• [To do]: The copy must match the data below line for line and contain no images.

• [Material for this task]:
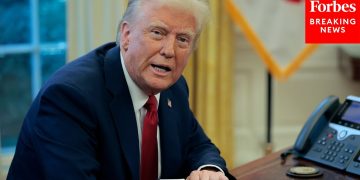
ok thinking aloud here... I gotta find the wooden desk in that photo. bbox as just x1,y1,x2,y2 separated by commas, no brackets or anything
230,149,359,179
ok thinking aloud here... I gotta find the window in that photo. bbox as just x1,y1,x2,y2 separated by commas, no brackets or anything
0,0,66,175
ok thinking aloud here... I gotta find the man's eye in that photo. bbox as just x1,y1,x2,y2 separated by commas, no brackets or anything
153,30,161,35
178,37,188,43
151,30,163,39
177,36,191,48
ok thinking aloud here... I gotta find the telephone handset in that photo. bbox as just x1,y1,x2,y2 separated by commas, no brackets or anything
292,95,360,176
294,95,340,153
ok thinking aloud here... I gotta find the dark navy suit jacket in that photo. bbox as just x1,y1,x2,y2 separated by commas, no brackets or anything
7,43,233,180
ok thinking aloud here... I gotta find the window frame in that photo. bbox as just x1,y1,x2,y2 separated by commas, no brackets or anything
0,0,67,99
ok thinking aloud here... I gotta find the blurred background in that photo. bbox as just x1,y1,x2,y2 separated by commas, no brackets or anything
1,0,360,178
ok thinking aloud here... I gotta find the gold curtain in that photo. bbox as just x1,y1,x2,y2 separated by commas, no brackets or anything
183,0,235,167
67,0,127,60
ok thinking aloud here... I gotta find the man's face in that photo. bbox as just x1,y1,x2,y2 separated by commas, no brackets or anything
120,2,197,95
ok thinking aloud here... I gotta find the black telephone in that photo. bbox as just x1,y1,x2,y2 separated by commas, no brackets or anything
293,95,360,176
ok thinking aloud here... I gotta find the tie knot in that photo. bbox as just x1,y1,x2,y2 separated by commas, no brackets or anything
145,95,157,112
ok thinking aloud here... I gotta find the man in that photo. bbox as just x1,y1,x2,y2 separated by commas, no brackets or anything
8,0,234,179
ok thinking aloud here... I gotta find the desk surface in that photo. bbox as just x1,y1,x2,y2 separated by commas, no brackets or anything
230,149,359,179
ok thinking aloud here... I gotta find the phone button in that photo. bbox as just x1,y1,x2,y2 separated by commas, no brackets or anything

• [Final answer]:
ok thinking aloud here... I gotta find the wooden desk in that photo. bbox as just x1,y1,x2,y2 separated by commas, no brackets or anything
230,149,359,179
ok thinking aloud here... I gotta find the window in that photo. bbox as just x1,y1,x2,y2 separated by commas, no brackets or anything
0,0,66,175
ok thinking aloud here... I gotta find the man's eye in that photo. bbox as just x1,y1,x2,y2 separated by commas, no brackets or anything
153,30,161,35
178,37,188,43
151,30,163,39
177,36,191,48
ok thinking aloud here... I gotta find the telephone handset in that photo. bbox as just x1,y1,x2,y2 separated by commas, no brackets or anything
292,95,360,176
294,95,340,153
ok thinking aloud here... I gotta find the dark navy suit jacket in that photo. bbox as just x1,y1,x2,y2 separated by commas, no brackets or anything
7,43,233,180
ok thinking aloud here... I gotta find the window frame in that photo. bbox as just x1,y1,x2,y2 separated by commas, no brackets or anything
0,0,67,99
ok thinking aloud here... I gotta find the blurred background in that photo. bbox as just x1,y1,x2,y2 separated by commas, no brackets or anything
1,0,360,178
ok thinking aloud here... I gotta find the gold curtain in that photo. bbox as just x1,y1,x2,y2 separated by commas, no brackets or anything
183,0,235,167
67,0,127,60
ok thinking aloud here... I gotta find the man's face in that photo. bbox as just x1,y1,x2,y2 separated by commas, no brackets or anything
120,2,197,95
ok thinking aloud here... I gotta find the black telephone in that photo. bbox as just x1,y1,x2,y2 separated by commas, no brackets or anything
293,95,360,176
ok thinking aloud here... I gotta find the tie knot in that photo. bbox as just x1,y1,x2,y2 separated by commas, no brackets or anything
145,95,157,112
ok thinking aloud here... I gotta find the man in that photo. bbox as just x1,y1,x2,y2 separated by commas, no brackets or anything
8,0,234,179
ok thinking aloud here... I gotta find the desk surface in that photo. bbox as just x1,y1,x2,y2 separated by commas, no brackets or anything
230,149,359,179
ok thinking aloud here... I gotta find the phone button in that photo. bbox as just x1,y1,x2,y2 separated by commas, no brackets or anything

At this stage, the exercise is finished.